Begin DATA TO PROCESS
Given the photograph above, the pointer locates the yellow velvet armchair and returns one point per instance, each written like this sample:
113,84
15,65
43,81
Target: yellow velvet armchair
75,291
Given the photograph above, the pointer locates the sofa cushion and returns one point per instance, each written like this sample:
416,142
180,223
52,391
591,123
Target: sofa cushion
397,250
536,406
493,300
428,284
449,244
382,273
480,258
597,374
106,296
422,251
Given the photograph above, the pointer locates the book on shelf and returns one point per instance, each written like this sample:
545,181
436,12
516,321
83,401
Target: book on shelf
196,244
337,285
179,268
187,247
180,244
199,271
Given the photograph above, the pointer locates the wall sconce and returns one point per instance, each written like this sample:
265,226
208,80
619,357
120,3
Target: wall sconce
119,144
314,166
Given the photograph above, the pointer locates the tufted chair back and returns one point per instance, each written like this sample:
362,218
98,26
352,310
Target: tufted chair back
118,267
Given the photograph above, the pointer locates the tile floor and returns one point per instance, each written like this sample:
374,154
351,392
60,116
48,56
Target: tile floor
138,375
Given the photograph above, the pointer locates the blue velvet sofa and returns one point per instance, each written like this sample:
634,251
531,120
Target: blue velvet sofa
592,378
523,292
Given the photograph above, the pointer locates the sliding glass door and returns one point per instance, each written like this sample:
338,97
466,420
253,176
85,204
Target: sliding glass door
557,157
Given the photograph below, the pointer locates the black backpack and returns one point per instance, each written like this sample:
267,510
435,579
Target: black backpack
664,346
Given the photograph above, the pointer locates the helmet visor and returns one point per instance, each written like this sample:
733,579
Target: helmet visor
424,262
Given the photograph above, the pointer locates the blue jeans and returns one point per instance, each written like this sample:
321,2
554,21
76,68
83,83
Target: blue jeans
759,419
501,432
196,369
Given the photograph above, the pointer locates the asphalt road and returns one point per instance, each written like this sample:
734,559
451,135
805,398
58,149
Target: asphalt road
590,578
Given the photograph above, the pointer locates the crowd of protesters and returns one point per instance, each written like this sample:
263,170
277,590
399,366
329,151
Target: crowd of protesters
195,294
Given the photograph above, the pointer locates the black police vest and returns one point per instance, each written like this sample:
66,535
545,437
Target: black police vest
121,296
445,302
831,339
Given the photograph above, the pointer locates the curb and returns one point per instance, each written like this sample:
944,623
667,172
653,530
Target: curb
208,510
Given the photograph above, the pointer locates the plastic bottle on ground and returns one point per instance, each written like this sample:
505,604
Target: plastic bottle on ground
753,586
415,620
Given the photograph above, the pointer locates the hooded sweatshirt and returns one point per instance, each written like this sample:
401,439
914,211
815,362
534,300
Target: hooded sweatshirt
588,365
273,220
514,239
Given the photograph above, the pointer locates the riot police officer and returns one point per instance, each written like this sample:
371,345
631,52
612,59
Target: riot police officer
End DATA TO PROCESS
Begin DATA TO PROCESS
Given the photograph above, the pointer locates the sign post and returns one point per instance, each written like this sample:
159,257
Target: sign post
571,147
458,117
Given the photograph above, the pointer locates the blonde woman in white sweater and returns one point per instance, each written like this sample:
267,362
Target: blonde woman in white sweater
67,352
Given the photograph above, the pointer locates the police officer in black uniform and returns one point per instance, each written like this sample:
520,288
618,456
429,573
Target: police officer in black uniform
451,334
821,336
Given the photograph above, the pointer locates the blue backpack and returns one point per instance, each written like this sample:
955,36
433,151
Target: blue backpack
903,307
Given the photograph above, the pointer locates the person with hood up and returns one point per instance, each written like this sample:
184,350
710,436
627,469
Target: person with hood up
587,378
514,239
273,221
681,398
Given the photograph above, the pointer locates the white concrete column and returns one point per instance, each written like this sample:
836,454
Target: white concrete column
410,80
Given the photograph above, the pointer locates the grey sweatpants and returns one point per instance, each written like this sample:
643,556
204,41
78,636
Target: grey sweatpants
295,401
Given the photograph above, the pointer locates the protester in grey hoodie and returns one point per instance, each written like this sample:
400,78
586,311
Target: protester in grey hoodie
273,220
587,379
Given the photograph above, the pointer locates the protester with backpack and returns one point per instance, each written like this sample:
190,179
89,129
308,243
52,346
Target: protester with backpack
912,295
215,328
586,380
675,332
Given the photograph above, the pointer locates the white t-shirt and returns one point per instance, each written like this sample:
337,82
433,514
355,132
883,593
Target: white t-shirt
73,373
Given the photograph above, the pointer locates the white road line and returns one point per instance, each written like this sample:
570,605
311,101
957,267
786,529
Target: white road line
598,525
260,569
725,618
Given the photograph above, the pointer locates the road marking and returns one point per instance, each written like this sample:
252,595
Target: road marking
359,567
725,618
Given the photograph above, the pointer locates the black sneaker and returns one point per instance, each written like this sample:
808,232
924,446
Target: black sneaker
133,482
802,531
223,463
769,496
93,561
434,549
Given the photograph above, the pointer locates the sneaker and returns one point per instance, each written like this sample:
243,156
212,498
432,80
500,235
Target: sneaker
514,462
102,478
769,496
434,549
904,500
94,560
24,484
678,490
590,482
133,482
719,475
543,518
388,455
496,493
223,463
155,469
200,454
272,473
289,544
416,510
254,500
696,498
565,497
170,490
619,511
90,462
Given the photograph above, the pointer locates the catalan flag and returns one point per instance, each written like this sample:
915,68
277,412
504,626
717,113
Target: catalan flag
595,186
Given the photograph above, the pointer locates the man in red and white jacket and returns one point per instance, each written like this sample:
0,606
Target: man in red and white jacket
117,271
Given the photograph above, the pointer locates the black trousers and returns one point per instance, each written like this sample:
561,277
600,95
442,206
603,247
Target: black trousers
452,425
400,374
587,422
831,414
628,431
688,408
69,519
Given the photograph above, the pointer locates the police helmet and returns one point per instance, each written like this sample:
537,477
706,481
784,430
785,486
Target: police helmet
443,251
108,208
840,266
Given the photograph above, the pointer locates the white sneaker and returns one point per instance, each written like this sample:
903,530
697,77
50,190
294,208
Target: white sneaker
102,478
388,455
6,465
End DATA TO PROCESS
Begin DATA TO PROCESS
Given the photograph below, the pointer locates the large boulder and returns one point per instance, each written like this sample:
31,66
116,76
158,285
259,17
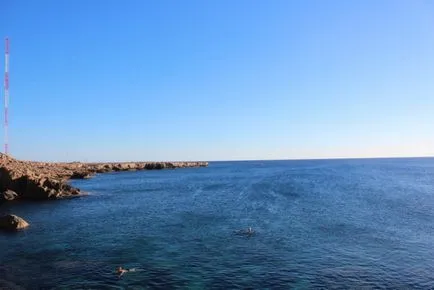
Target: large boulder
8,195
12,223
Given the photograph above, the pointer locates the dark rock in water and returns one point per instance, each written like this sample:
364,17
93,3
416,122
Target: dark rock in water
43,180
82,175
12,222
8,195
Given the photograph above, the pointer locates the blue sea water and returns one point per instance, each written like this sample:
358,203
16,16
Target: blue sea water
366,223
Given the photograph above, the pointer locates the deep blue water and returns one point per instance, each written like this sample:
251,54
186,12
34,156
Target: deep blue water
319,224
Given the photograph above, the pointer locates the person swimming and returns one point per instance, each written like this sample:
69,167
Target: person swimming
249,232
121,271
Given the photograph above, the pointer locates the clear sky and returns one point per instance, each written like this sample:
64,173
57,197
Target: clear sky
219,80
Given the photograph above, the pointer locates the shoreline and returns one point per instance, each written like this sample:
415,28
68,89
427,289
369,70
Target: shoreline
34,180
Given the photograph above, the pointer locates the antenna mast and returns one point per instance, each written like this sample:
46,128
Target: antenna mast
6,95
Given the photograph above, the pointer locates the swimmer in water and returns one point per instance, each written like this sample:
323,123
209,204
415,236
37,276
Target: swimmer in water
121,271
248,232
End DATA TO PROCESS
Please turn the material from the line with "Given the photograph above, the pointer locates the black police" through the line with "Target: riot police officer" into a Markdown table with the columns Row and Text, giving each line a row number and leaving out blank lines.

> RIGHT ANSWER:
| Row | Text |
|---|---|
| 1 | Given the photograph above, the pointer locates the black police vest and returns one point per instance, each written like this sample: |
| 2 | 66,535 |
| 3 | 545,437 |
| 4 | Target: black police vest |
| 5 | 121,296 |
| 6 | 445,302 |
| 7 | 831,339 |
| 8 | Given the photograph above, the pointer locates the curb and returns one point per instance, each written like this sample: |
| 9 | 944,623 |
| 10 | 667,172 |
| 11 | 653,530 |
| 12 | Target: curb |
| 13 | 208,510 |
| 14 | Given the photograph above, the pointer locates the plastic bottle on ground and returns one point per instance, each written like this sample: |
| 15 | 505,604 |
| 16 | Target: plastic bottle on ground |
| 17 | 753,586 |
| 18 | 415,620 |
| 19 | Given the photograph above, the pointer locates the hooded sweatshirt and returns one point per instance, each written like this sample: |
| 20 | 401,439 |
| 21 | 914,211 |
| 22 | 815,362 |
| 23 | 534,300 |
| 24 | Target: hooded sweatshirt |
| 25 | 588,365 |
| 26 | 273,220 |
| 27 | 514,239 |
| 28 | Given the photograph above, the pointer locates the riot police officer and returns one point per instance, each written like this sample: |
| 29 | 371,345 |
| 30 | 631,52 |
| 31 | 612,59 |
| 32 | Target: riot police officer |